§ Work to be completed
Repeat the listing in full, preserving every character.

(Data extracted from a collection)

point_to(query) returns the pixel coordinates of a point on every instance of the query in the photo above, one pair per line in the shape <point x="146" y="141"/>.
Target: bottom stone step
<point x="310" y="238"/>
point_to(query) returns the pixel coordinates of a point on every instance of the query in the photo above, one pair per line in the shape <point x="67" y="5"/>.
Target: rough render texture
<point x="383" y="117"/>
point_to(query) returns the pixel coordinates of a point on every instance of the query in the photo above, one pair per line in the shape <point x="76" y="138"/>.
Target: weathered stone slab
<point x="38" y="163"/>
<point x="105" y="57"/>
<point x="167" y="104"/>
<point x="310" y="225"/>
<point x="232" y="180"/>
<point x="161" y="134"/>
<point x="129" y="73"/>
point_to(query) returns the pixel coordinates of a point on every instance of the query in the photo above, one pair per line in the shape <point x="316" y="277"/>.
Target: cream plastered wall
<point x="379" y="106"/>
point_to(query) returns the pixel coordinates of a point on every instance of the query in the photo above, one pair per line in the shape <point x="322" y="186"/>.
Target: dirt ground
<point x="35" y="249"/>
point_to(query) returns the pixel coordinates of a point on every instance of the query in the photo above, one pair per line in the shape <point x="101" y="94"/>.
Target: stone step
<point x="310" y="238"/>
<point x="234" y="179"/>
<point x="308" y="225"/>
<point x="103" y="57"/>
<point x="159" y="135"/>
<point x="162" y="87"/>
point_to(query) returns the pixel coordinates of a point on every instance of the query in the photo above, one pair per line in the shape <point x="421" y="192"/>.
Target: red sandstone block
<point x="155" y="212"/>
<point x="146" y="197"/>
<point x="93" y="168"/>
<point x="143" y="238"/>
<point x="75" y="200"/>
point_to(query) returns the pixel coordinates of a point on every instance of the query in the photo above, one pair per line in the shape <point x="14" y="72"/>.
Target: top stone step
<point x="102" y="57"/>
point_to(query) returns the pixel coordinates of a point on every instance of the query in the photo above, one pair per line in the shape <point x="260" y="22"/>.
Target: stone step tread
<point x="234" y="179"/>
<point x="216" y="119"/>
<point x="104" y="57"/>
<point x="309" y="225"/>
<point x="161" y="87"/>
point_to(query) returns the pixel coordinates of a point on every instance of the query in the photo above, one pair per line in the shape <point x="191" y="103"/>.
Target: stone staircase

§ Task answer
point_to(query) returns the pixel coordinates of a point on every instance of the query in the photo above, one pair per line in the shape <point x="146" y="141"/>.
Target: bottom stone step
<point x="310" y="238"/>
point_to(query) returns the pixel coordinates of a point on every instance of the query in the photo above, one pair per line in the shape <point x="67" y="5"/>.
Target: rough render texture
<point x="383" y="117"/>
point_to(query) returns the pixel coordinates of a point on every instance of the query in the photo above, one pair per line in the shape <point x="76" y="138"/>.
Target: weathered stone slab
<point x="38" y="163"/>
<point x="105" y="57"/>
<point x="167" y="104"/>
<point x="310" y="225"/>
<point x="232" y="180"/>
<point x="161" y="134"/>
<point x="129" y="73"/>
point_to(query) returns the pixel coordinates of a point on every instance of the query in the photo above, one pair per line in the shape <point x="316" y="277"/>.
Target: cream plastered wall
<point x="379" y="106"/>
point_to(query) returns the pixel coordinates of a point on every instance of the query in the photo above, one pair per line in the shape <point x="322" y="186"/>.
Target: dirt ground
<point x="35" y="249"/>
point_to(query) returns the pixel coordinates of a point on every instance of the query in the photo above, one pair per line in the shape <point x="101" y="94"/>.
Target: stone step
<point x="310" y="238"/>
<point x="234" y="179"/>
<point x="308" y="225"/>
<point x="103" y="57"/>
<point x="159" y="135"/>
<point x="162" y="87"/>
point_to(query) returns the pixel coordinates of a point on every instance of the query in the photo above, one pair per line in the shape <point x="421" y="192"/>.
Target: red sandstone block
<point x="155" y="212"/>
<point x="146" y="197"/>
<point x="93" y="168"/>
<point x="143" y="238"/>
<point x="75" y="200"/>
point_to(query) returns the pixel coordinates of a point on every instance of the query in the photo above, one pair per line in the shape <point x="14" y="72"/>.
Target: top stone step
<point x="102" y="57"/>
point_to(query) returns the pixel coordinates of a point on every instance of the query in the photo above, one pair per line in the shape <point x="260" y="22"/>.
Target: stone step tread
<point x="234" y="179"/>
<point x="216" y="119"/>
<point x="104" y="57"/>
<point x="309" y="225"/>
<point x="161" y="87"/>
point_to(query) returns the pixel coordinates of a point on every instance of the query in the photo above, one pair per line in the shape <point x="191" y="103"/>.
Target: stone staircase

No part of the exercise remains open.